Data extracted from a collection

□ □ □ □

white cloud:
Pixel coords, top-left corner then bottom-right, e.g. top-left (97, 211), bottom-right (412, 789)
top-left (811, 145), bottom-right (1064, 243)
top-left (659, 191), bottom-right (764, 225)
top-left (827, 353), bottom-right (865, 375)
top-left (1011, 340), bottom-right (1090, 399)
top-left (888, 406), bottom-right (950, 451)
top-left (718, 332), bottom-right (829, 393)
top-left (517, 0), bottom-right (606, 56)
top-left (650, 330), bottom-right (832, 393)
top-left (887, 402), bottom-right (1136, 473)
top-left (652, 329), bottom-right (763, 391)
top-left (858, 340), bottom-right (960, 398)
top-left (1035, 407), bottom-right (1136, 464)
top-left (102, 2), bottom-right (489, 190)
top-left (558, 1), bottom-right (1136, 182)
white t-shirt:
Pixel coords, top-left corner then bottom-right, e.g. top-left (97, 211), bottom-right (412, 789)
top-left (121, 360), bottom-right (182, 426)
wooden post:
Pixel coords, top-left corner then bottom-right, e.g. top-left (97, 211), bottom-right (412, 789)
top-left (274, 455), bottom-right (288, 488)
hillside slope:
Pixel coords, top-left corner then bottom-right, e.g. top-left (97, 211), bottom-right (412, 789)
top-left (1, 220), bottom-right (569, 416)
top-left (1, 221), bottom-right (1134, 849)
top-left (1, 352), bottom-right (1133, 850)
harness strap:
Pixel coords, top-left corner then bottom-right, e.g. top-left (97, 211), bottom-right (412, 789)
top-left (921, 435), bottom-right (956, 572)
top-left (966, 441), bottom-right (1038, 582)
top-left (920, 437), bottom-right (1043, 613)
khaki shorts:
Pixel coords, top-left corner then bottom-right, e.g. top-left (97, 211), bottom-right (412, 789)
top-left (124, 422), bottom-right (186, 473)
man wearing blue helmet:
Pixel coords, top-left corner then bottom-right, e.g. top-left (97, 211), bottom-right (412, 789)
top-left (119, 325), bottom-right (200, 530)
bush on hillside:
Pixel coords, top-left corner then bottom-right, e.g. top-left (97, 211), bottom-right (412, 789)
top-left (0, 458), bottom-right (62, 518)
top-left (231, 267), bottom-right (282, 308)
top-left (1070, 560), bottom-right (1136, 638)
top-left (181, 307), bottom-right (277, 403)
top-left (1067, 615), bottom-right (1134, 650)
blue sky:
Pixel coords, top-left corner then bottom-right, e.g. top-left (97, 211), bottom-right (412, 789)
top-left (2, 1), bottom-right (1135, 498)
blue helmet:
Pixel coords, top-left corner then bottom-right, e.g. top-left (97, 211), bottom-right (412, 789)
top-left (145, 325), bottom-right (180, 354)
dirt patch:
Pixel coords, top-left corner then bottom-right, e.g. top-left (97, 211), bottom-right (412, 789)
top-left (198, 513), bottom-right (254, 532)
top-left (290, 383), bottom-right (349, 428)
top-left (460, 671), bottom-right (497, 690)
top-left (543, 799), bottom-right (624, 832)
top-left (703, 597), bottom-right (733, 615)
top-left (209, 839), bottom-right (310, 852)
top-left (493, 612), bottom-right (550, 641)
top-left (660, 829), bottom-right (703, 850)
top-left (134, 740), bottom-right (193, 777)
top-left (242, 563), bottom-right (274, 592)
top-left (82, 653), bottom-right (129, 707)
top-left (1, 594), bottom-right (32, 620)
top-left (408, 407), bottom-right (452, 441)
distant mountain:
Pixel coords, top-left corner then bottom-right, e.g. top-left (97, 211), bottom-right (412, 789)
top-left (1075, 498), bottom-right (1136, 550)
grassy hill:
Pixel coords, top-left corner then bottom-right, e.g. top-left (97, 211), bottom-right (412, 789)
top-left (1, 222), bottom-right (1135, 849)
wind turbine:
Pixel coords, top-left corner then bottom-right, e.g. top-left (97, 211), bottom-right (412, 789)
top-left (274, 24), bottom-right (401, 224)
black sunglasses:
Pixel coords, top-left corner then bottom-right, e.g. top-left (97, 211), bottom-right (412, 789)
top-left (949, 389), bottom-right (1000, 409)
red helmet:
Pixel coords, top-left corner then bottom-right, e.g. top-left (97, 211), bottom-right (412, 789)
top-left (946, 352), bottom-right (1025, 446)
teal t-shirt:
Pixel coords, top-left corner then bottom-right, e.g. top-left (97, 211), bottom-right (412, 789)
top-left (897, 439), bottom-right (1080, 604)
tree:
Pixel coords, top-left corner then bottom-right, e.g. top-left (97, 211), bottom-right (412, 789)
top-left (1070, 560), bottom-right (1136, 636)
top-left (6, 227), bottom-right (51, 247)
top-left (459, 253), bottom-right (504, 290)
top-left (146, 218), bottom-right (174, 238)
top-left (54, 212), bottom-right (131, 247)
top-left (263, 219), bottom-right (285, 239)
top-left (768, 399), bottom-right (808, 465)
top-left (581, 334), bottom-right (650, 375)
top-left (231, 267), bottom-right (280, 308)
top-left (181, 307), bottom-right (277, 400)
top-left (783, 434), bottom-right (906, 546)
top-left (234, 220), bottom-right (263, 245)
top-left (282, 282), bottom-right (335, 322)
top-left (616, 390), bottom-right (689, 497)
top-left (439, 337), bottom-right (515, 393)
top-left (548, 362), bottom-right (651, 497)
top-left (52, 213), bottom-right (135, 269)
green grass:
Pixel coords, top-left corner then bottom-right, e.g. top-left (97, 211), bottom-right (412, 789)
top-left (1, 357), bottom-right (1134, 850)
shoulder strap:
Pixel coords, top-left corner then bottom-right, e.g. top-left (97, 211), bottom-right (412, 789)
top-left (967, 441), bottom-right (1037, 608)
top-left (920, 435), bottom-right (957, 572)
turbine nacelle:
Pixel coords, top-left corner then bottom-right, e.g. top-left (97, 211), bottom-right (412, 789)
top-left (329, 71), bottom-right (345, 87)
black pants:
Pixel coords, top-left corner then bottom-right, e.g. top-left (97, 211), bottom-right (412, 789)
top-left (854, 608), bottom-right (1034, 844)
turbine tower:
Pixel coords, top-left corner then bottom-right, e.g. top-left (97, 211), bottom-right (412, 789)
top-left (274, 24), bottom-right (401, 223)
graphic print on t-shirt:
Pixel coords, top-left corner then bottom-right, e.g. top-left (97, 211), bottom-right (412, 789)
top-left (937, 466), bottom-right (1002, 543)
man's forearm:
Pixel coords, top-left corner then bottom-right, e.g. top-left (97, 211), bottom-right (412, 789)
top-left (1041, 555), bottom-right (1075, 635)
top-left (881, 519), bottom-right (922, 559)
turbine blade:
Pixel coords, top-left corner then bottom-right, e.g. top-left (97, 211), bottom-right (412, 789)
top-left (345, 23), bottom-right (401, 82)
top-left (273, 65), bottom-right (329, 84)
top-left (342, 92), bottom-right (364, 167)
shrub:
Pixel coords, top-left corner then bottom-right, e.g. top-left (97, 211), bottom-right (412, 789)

□ □ □ □

- Work to be completed
Every line from above should appear again in the answer, exactly as written.

- Answer box
white cloud:
Pixel coords, top-left corner then bottom-right, e.g. top-left (97, 211), bottom-right (412, 789)
top-left (811, 145), bottom-right (1064, 243)
top-left (659, 191), bottom-right (764, 225)
top-left (827, 353), bottom-right (865, 375)
top-left (1011, 340), bottom-right (1090, 399)
top-left (888, 406), bottom-right (950, 451)
top-left (718, 332), bottom-right (829, 393)
top-left (517, 0), bottom-right (606, 56)
top-left (650, 330), bottom-right (832, 393)
top-left (887, 402), bottom-right (1136, 473)
top-left (652, 329), bottom-right (763, 391)
top-left (858, 340), bottom-right (960, 398)
top-left (1035, 407), bottom-right (1136, 464)
top-left (102, 2), bottom-right (489, 190)
top-left (558, 1), bottom-right (1136, 182)
white t-shirt:
Pixel coords, top-left corner then bottom-right, e.g. top-left (97, 211), bottom-right (412, 789)
top-left (121, 360), bottom-right (182, 426)
wooden post:
Pixel coords, top-left corner then bottom-right, e.g. top-left (97, 211), bottom-right (412, 789)
top-left (274, 455), bottom-right (288, 488)
hillside slope:
Pixel coords, top-left corner then bottom-right, e.g. top-left (97, 211), bottom-right (412, 789)
top-left (1, 220), bottom-right (569, 416)
top-left (1, 221), bottom-right (1134, 849)
top-left (1, 352), bottom-right (1133, 850)
harness strap:
Pixel coords, top-left corner then bottom-right, e.g. top-left (97, 211), bottom-right (412, 789)
top-left (921, 435), bottom-right (956, 572)
top-left (966, 441), bottom-right (1038, 582)
top-left (920, 437), bottom-right (1043, 613)
khaki shorts:
Pixel coords, top-left corner then bottom-right, e.g. top-left (97, 211), bottom-right (412, 789)
top-left (124, 422), bottom-right (186, 473)
man wearing blue helmet:
Pixel coords, top-left corner then bottom-right, e.g. top-left (97, 211), bottom-right (412, 789)
top-left (119, 325), bottom-right (200, 530)
bush on hillside:
Pixel coords, top-left corner then bottom-right, e.g. top-left (97, 211), bottom-right (412, 789)
top-left (0, 458), bottom-right (62, 518)
top-left (231, 267), bottom-right (282, 308)
top-left (1070, 560), bottom-right (1136, 638)
top-left (181, 307), bottom-right (277, 403)
top-left (1067, 615), bottom-right (1134, 650)
blue sky:
Pixel coords, top-left corner then bottom-right, e.g. top-left (97, 211), bottom-right (412, 789)
top-left (2, 1), bottom-right (1135, 498)
blue helmet:
Pixel coords, top-left corner then bottom-right, e.g. top-left (97, 211), bottom-right (412, 789)
top-left (145, 325), bottom-right (180, 354)
dirt patch:
Pixel coords, top-left corner then bottom-right, e.g. top-left (97, 211), bottom-right (412, 789)
top-left (198, 513), bottom-right (254, 532)
top-left (290, 383), bottom-right (349, 428)
top-left (460, 671), bottom-right (497, 690)
top-left (543, 799), bottom-right (624, 832)
top-left (703, 597), bottom-right (733, 615)
top-left (209, 839), bottom-right (310, 852)
top-left (493, 612), bottom-right (550, 641)
top-left (660, 829), bottom-right (703, 850)
top-left (134, 740), bottom-right (193, 777)
top-left (242, 563), bottom-right (274, 592)
top-left (82, 653), bottom-right (129, 707)
top-left (1, 594), bottom-right (32, 620)
top-left (408, 407), bottom-right (452, 441)
distant mountain:
Pixel coords, top-left corner then bottom-right, e.g. top-left (97, 211), bottom-right (412, 789)
top-left (1075, 498), bottom-right (1136, 550)
grassy hill:
Pixel coords, top-left corner then bottom-right, e.g. top-left (97, 211), bottom-right (412, 789)
top-left (1, 222), bottom-right (1135, 849)
wind turbine:
Pixel coords, top-left corner then bottom-right, e.g. top-left (97, 211), bottom-right (412, 789)
top-left (274, 24), bottom-right (401, 224)
black sunglasses:
Pixel coords, top-left corner then bottom-right, e.g. top-left (97, 211), bottom-right (412, 789)
top-left (949, 389), bottom-right (1000, 409)
red helmet:
Pixel coords, top-left corner then bottom-right, e.g. top-left (97, 211), bottom-right (412, 789)
top-left (946, 352), bottom-right (1025, 446)
teal t-shirt:
Pixel coords, top-left corner then bottom-right, e.g. top-left (97, 211), bottom-right (412, 789)
top-left (897, 439), bottom-right (1080, 604)
tree:
Pixel coords, top-left corner then bottom-right, e.g. top-left (97, 211), bottom-right (412, 789)
top-left (1070, 560), bottom-right (1136, 636)
top-left (6, 227), bottom-right (51, 247)
top-left (459, 253), bottom-right (504, 290)
top-left (146, 218), bottom-right (174, 238)
top-left (54, 212), bottom-right (131, 247)
top-left (263, 219), bottom-right (285, 239)
top-left (768, 399), bottom-right (808, 465)
top-left (581, 334), bottom-right (650, 375)
top-left (231, 267), bottom-right (280, 308)
top-left (181, 307), bottom-right (277, 400)
top-left (783, 434), bottom-right (906, 546)
top-left (234, 220), bottom-right (263, 245)
top-left (282, 282), bottom-right (335, 322)
top-left (616, 390), bottom-right (689, 497)
top-left (439, 337), bottom-right (515, 393)
top-left (548, 362), bottom-right (651, 497)
top-left (52, 213), bottom-right (135, 269)
green grass:
Pixel coords, top-left corner then bottom-right, e.g. top-left (97, 211), bottom-right (412, 789)
top-left (1, 357), bottom-right (1134, 850)
shoulder strap:
Pixel coords, top-left corner then bottom-right, e.g. top-left (97, 211), bottom-right (412, 789)
top-left (967, 441), bottom-right (1037, 608)
top-left (920, 435), bottom-right (957, 572)
turbine nacelle:
Pixel coords, top-left corner then bottom-right, e.g. top-left (97, 211), bottom-right (412, 789)
top-left (329, 71), bottom-right (345, 87)
black pants:
Pixel coords, top-left corner then bottom-right, e.g. top-left (97, 211), bottom-right (412, 789)
top-left (854, 608), bottom-right (1034, 844)
turbine tower:
Pixel coords, top-left corner then bottom-right, e.g. top-left (97, 211), bottom-right (412, 789)
top-left (274, 24), bottom-right (401, 223)
graphic print on t-shirt:
Pixel coords, top-left corner then bottom-right, e.g. top-left (97, 211), bottom-right (412, 789)
top-left (937, 466), bottom-right (1002, 543)
man's forearm:
Pixel coords, top-left corner then bottom-right, e.g. top-left (97, 211), bottom-right (412, 789)
top-left (1041, 555), bottom-right (1075, 635)
top-left (881, 519), bottom-right (922, 559)
turbine blade:
Pixel coords, top-left corner then bottom-right, e.g. top-left (97, 211), bottom-right (412, 789)
top-left (345, 23), bottom-right (401, 82)
top-left (273, 65), bottom-right (329, 84)
top-left (342, 92), bottom-right (364, 167)
shrub:
Pixel coords, top-left corner then bottom-right, e.g. top-left (97, 211), bottom-right (412, 789)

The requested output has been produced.